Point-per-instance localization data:
╭──
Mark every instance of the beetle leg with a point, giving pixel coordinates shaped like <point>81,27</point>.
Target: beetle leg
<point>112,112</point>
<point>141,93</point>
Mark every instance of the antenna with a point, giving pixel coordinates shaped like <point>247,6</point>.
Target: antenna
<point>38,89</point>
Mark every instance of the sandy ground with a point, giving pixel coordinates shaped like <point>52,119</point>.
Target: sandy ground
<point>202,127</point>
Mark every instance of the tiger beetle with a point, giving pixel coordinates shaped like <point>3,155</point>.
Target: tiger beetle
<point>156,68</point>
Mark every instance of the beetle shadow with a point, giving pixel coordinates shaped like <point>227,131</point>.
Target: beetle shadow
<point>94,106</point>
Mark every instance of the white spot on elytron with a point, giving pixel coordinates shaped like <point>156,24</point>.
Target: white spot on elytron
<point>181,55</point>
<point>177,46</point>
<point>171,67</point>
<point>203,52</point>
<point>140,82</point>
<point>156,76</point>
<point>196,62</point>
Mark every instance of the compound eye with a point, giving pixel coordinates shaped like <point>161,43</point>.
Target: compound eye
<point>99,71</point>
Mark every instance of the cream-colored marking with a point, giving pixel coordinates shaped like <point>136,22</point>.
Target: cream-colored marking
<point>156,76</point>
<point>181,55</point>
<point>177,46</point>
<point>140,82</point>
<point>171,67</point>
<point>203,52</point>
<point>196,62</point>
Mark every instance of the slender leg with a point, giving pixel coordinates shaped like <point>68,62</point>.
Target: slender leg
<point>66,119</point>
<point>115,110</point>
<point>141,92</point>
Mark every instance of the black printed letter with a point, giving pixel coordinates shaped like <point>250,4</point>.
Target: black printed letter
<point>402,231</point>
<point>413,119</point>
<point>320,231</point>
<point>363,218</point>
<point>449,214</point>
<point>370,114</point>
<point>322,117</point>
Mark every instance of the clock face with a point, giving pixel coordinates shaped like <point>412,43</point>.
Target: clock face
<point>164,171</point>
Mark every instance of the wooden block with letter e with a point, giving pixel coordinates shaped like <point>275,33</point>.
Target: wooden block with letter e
╰──
THE TASK
From the entries above, return each line with the word "block" in it.

RESPONSE TO THIS EXERCISE
Mark every instance of the wooden block with letter e with a point, giving pixel coordinates shaped like <point>275,33</point>.
Target: wooden block with letter e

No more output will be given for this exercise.